Records shown
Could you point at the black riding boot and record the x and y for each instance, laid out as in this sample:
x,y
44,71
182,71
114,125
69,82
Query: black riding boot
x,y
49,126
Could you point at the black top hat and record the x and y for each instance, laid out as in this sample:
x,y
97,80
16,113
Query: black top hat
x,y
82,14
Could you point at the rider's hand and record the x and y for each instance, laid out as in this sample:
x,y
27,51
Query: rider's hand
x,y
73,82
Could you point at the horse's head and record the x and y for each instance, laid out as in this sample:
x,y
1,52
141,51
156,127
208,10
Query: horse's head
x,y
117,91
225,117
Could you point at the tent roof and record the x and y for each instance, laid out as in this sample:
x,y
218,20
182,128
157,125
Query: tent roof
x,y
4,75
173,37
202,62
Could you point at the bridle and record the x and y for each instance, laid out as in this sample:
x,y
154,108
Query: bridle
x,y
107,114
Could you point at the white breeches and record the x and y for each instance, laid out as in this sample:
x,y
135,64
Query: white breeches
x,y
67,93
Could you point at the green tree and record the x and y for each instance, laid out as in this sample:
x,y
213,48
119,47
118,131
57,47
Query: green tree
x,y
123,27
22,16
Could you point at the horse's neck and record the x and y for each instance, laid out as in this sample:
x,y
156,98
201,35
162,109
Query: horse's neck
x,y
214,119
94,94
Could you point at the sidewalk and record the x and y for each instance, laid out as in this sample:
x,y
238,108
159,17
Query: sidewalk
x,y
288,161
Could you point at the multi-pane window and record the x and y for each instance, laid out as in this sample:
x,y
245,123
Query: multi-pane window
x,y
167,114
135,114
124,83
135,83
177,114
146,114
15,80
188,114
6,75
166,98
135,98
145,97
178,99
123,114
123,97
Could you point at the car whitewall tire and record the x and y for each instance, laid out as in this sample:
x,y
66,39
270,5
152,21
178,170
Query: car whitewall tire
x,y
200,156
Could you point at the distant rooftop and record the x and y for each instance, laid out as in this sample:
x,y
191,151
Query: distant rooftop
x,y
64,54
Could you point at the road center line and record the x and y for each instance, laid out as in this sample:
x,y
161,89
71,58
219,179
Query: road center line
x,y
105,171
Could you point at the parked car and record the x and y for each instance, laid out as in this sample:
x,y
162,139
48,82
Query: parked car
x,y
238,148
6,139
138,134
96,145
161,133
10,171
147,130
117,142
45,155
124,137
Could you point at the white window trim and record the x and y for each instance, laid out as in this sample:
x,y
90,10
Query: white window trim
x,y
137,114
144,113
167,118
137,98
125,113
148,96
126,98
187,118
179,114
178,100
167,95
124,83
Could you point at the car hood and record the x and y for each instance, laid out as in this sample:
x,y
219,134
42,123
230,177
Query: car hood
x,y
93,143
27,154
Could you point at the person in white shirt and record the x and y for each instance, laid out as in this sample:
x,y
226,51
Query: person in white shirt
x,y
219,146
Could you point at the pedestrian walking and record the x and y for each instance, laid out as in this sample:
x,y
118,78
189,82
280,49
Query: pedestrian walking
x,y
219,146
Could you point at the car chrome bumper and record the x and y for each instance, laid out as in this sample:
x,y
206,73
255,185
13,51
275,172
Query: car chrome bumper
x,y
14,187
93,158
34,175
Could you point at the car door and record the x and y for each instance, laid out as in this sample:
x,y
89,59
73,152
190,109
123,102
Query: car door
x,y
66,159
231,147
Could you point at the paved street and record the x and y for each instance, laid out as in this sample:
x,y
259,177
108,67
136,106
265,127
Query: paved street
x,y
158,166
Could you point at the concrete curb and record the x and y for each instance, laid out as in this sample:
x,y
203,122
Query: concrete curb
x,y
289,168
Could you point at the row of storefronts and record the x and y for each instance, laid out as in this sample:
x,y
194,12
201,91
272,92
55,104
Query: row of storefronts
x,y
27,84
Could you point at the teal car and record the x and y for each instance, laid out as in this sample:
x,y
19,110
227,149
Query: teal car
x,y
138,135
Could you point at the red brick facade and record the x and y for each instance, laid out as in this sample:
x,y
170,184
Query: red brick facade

Task statement
Reproduce all of the entries above word for word, leaving none of them out.

Result of the exercise
Could you point at the black riding boot and record the x and y for each instance, laid out as in this sample:
x,y
44,71
182,71
114,125
69,82
Query: black riding boot
x,y
49,126
Could you point at the black top hat and record the x and y for each instance, laid out as in this sample:
x,y
97,80
16,113
Query: black top hat
x,y
82,14
Could you point at the rider's hand and record the x and y for each instance, laid out as in this sample:
x,y
27,51
Query: rider's hand
x,y
73,82
Could you point at the horse's head and record the x and y for each instance, laid out as in this sample:
x,y
1,52
141,51
156,127
208,10
Query: horse's head
x,y
117,91
225,117
Could you point at the tent roof and record the x and y for each instance, laid out as in this sample:
x,y
218,20
182,128
157,125
Query: tent roof
x,y
4,75
173,37
202,62
Could you point at the bridle and record the x and y for each instance, laid out as in this sample:
x,y
154,108
Query: bridle
x,y
107,114
Could you point at the white breeches and record the x and y for each instance, laid out as in this sample:
x,y
135,64
Query: white breeches
x,y
67,93
Could you point at the green tree and record the x and y for each instance, laid out as in this sample:
x,y
213,48
119,47
118,131
57,47
Query: green tree
x,y
123,27
22,16
Could you point at the horse's neck and record the x and y for each instance, laid out as in this sample:
x,y
156,98
201,35
162,109
Query: horse's neck
x,y
214,119
94,94
Could you point at the sidewalk and record the x and y for each instance, laid out as in this sample:
x,y
238,108
159,17
Query: sidewalk
x,y
288,161
Could you point at the multi-pane window and record the x and y for each instance, laid out as in this sample:
x,y
245,123
Query: multi-pane window
x,y
167,114
135,114
124,83
135,83
177,114
146,114
15,80
188,114
6,75
166,98
135,98
145,97
178,99
123,114
123,97
Could you point at the car whitewall tire and record the x and y for each instance, laid out as in this sample:
x,y
66,39
270,5
152,21
178,170
Query: car whitewall tire
x,y
200,156
Could you point at the distant rooftop and record the x and y for each instance, laid out as in this sample:
x,y
191,151
Query: distant rooftop
x,y
64,54
Could you point at the road center line and record the x and y for each instance, laid out as in this sample:
x,y
161,89
71,58
219,179
Query: road center line
x,y
105,171
Could you point at the parked car and record the x and y for each instance, laid out as in this sample:
x,y
162,139
48,82
Query: parked car
x,y
238,148
6,139
138,134
96,145
161,133
10,171
147,130
117,142
45,155
124,137
Could you point at the white window trim and record the x and y for each instance, laid out as in this sample:
x,y
90,10
Query: white window trim
x,y
137,114
144,113
167,118
137,98
125,113
148,96
126,98
187,118
179,114
178,100
167,95
124,83
Could you point at the car hood and record the x and y for each instance, laid out as in this sample:
x,y
219,134
42,123
230,177
Query: car hood
x,y
93,143
27,154
Could you point at the person in white shirt and record the x and y for each instance, laid out as in this sample:
x,y
226,51
Query: person in white shirt
x,y
219,146
Could you point at the pedestrian walking and record the x and y for each instance, laid out as in this sample:
x,y
118,78
189,82
280,49
Query: pedestrian walking
x,y
219,146
Could you point at the car chrome bumper and record the x and y for each instance, laid out as in this sample:
x,y
206,73
255,185
13,51
275,172
Query: car chrome bumper
x,y
14,187
93,158
34,175
Could you point at the car door and record the x and y for each instance, laid out as in this sample:
x,y
89,59
73,152
190,109
123,102
Query: car door
x,y
66,159
231,147
Could you point at the paved street and record the x and y for each instance, laid out as in this sample:
x,y
259,177
108,67
136,106
265,127
Query: paved street
x,y
158,166
Could you point at the concrete curb and record the x and y for each instance, laid out as in this sample:
x,y
203,122
Query: concrete curb
x,y
289,168
Could you point at the row of storefronts and record the x and y for each instance, laid out as in this sample:
x,y
194,12
201,91
272,92
55,104
Query: row of storefronts
x,y
27,84
Could you point at the teal car and record the x and y for each instance, laid out as in this sample:
x,y
19,110
227,149
Query: teal car
x,y
138,135
Could you point at the red brick facade and record the x and y for each instance, laid out as in this sample:
x,y
170,184
Query: red brick facade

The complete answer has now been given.